_Extract_.
A farmer who remains ignorant of soil chemistry, for example, or does not understand the causes of erosion or the depletion of soil nutrients, is not going to be successful, or, at least as successful as the farmer who learns about these things and uses them to guide his farming practices. The manufacturer chosing to produce a product he expects to sell in his community (wether that community is local or encompasses an entire country) is not going to have customers if his manufacturing processes are destroying the property or harming the well being of those same customer.
Environmentalism is not even what most are led to believe it is—a serious concern for the environment and for preserving it for its own sake—for the beauty and wonder of it and all the creatures and plants living in it. Whether such individuals devote their lives to a study of nature in that sense, or simply appreciate it, as much of it as they can, they are not necessarily environmentalists.
What distinguishes environmentalism from true science or even a love of the natural world is a single unquestioned assertion, that the environment, that is, the world and all its life, in some sense belongs to and is the responsibility of some collective we, and that we have the ability to determine exactly what the environment ought to be and therefore requires the power to determine government policy at every level to force their views on others—preferably all others.
Here is an example, from an introductory seminar for freshmen in the Department of Geological and Environmental Studies at Stanford University.
The seminar is entitle, "Environmental Problems." Topics in the seminar include, "groundwater contamination from point (e.g., Love Canal) and nonpoint (agricultural) sources, cumulative watershed effects related to timber and mining practices, acid rain, subsurface disposal of nuclear waste, the Alaska pipeline, slope stability (e.g., Devils' Slide), oil tanker spills (e.g., Exxon Valdez), etc. These are supposedly examples of, "environmental problems." The reason why students of geology need to know about these "problem" is explained in the first part of the seminar's description:
The seminar, it says, is, "For students interested in understanding the various components of multidisciplinary environmental problems and in identifying ethical questions that are often associated with decision making in the regulatory arena." [Emphasis mine.]
[Note: Some course descriptions may have changed.]
There is no doubt some science in this seminar, such as the dynamics of groundwater flow and the dissemination of materials into the groundwater from various sources, the effect of various lumbering and mining practices on erosion, different methods of disposing of Atomic waste, and the dynamics of oil tankers, for example. Everything else, however, is environmentalism, that is, politics.

_Written request A_. Return the passage on environmentalism word for word, beginning at the words "Environmentalism is not" and stopping after "not necessarily environmentalists.".
_Written request B_. What title does the passage on environmentalism give for the Stanford freshman seminar?

_Provided material_.
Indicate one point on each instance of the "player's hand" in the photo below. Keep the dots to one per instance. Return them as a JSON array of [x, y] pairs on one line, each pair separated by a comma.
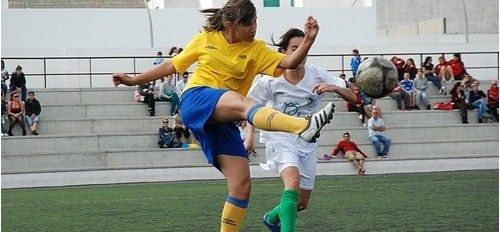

_Written answer A_.
Environmentalism is not even what most are led to believe it is—a serious concern for the environment and for preserving it for its own sake—for the beauty and wonder of it and all the creatures and plants living in it. Whether such individuals devote their lives to a study of nature in that sense, or simply appreciate it, as much of it as they can, they are not necessarily environmentalists.

_Written answer B_. "Environmental Problems"